> [YOUR TASK]:
Copy the line with "Return one point per instance of the yellow" and all lines following it through the last line of the entries, exactly as written.

> [LISTED RECORDS]:
::::::::::

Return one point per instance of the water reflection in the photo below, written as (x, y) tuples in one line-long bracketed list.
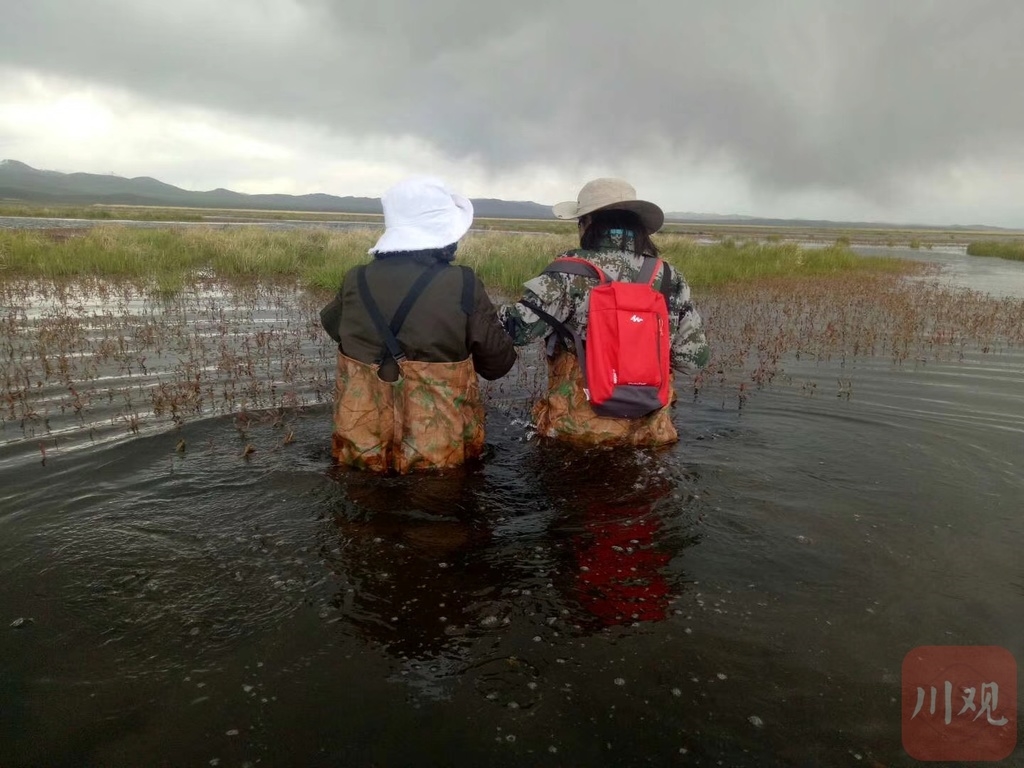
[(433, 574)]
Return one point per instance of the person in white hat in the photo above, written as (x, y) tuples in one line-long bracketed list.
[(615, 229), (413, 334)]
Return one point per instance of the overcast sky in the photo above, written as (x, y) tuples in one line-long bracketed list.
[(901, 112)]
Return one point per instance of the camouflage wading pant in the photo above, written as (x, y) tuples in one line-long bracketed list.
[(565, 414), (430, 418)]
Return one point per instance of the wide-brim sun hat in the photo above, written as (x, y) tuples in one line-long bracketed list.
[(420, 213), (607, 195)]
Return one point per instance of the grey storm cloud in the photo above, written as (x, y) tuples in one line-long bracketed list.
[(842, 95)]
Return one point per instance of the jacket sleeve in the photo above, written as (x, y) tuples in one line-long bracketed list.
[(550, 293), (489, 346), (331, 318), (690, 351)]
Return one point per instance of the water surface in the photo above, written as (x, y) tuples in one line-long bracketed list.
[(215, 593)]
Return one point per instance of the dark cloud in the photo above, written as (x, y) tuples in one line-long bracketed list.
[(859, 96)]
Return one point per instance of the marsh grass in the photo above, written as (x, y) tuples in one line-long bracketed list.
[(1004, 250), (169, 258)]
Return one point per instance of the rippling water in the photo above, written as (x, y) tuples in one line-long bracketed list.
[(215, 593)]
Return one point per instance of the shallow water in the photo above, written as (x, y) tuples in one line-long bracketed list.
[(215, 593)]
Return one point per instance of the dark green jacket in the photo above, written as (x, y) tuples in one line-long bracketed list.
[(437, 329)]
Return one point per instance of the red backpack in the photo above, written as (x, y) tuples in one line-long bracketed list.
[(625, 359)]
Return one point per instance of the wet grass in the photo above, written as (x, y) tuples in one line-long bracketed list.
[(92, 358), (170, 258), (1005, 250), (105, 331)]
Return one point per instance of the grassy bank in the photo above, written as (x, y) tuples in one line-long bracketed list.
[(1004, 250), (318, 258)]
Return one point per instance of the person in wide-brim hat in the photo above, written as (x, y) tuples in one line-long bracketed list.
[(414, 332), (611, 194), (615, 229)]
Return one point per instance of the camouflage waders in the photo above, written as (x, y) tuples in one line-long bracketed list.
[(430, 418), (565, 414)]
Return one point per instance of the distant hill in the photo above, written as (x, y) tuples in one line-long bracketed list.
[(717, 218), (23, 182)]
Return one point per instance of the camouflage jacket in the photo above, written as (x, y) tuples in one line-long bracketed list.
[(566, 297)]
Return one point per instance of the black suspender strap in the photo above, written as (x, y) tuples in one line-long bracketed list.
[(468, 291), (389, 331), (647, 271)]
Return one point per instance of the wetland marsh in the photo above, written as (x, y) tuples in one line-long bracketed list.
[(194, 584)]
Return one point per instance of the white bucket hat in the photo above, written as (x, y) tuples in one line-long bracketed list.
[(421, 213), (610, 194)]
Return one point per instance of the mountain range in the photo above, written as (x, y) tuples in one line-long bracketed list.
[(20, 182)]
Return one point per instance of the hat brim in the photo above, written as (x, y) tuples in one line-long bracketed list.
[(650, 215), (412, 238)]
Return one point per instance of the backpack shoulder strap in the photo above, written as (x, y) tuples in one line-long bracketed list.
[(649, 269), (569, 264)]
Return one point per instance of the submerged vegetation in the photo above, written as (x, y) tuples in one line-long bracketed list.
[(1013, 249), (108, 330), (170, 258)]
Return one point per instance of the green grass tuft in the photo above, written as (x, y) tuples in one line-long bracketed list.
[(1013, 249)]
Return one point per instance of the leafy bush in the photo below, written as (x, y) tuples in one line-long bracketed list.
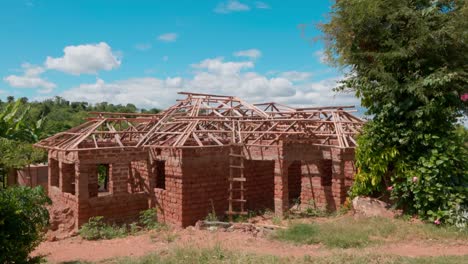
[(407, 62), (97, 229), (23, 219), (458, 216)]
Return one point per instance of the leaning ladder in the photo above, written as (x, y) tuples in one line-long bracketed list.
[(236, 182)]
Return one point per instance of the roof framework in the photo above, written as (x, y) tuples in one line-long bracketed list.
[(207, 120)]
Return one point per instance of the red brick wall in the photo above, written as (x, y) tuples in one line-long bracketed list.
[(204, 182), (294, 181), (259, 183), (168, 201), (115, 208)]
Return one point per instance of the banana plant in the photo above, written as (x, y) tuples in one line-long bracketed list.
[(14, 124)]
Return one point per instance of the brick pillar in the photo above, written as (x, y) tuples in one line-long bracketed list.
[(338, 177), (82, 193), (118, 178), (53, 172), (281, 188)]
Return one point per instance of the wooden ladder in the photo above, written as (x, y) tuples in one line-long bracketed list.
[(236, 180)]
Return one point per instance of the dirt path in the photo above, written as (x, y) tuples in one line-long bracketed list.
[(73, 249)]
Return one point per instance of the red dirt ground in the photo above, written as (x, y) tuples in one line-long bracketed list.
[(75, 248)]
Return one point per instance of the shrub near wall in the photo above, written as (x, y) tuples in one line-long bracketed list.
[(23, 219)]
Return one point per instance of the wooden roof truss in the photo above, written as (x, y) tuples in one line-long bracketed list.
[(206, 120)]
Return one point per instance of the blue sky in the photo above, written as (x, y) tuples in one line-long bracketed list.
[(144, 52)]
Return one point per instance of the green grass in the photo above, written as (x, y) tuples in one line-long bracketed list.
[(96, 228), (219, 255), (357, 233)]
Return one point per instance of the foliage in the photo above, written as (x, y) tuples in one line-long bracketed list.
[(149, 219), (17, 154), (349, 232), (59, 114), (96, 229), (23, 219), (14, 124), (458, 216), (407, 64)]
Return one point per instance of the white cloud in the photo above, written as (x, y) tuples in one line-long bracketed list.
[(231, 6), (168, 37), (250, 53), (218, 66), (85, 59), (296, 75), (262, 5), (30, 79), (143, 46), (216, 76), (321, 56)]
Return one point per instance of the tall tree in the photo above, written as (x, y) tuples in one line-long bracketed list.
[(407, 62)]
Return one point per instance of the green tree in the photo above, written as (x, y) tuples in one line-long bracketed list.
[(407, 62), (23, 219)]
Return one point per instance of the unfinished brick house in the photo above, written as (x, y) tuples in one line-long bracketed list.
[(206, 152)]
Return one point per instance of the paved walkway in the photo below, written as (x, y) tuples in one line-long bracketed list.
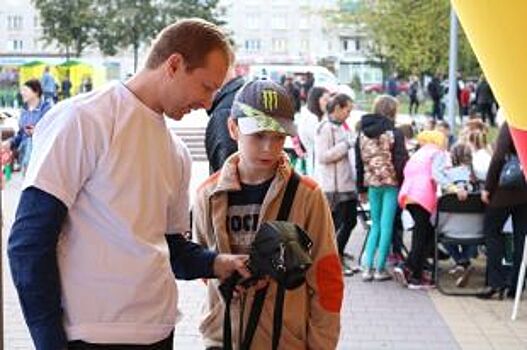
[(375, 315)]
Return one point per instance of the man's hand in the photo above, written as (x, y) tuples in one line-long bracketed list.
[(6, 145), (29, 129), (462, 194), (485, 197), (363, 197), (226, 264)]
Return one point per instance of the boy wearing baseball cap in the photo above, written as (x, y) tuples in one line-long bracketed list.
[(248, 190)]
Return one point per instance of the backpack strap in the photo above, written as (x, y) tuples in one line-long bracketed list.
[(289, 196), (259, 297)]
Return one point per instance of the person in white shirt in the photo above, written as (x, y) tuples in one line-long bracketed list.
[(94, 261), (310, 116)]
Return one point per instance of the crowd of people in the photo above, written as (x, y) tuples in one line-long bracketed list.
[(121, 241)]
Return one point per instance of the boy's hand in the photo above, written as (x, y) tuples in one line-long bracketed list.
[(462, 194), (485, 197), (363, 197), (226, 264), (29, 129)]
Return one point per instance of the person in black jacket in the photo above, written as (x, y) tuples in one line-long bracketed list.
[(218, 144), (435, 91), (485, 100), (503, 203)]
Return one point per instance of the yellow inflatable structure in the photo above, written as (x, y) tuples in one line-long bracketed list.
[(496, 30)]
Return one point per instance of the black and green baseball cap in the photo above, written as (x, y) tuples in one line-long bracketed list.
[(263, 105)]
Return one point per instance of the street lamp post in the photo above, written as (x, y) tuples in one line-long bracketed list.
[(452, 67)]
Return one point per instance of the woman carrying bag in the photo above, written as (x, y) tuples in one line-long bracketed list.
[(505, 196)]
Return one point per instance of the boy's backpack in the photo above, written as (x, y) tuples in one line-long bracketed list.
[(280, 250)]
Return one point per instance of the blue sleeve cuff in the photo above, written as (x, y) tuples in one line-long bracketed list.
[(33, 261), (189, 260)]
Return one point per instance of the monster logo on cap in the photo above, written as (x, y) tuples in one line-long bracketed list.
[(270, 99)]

::::::::::

> [RESULT OF THE EXERCISE]:
Return one point per instance of the yellow inflatable structure in the photo above, written as (x, y) tuples in one line-long bracketed list.
[(496, 30)]
Return one point per instance of the black and green baseball cap in the photo above, written as (x, y) tuples in one line-long bracketed list.
[(263, 105)]
Return one point per instance of the street lamp post in the photo above, written as (x, y) tuples in one line-long bracketed list.
[(452, 67)]
Return one point per instance of the woman carrying bag in the photo above, written as (x, y) tuples in one line-long bracketed list.
[(505, 196)]
Return one point per instance of the boy's backpack in the photo above, written as (x, y) tuples in one line-long bracketed list.
[(280, 250)]
Return one point per instance of the blue sleeve cuff in the photo above, written as (x, y) tuples in one line-long bracketed list.
[(33, 261), (189, 260)]
Return one point per instance of the monster logo on cap in the photo above, written as (x, y) tuples in one line-long bracketed list.
[(270, 99)]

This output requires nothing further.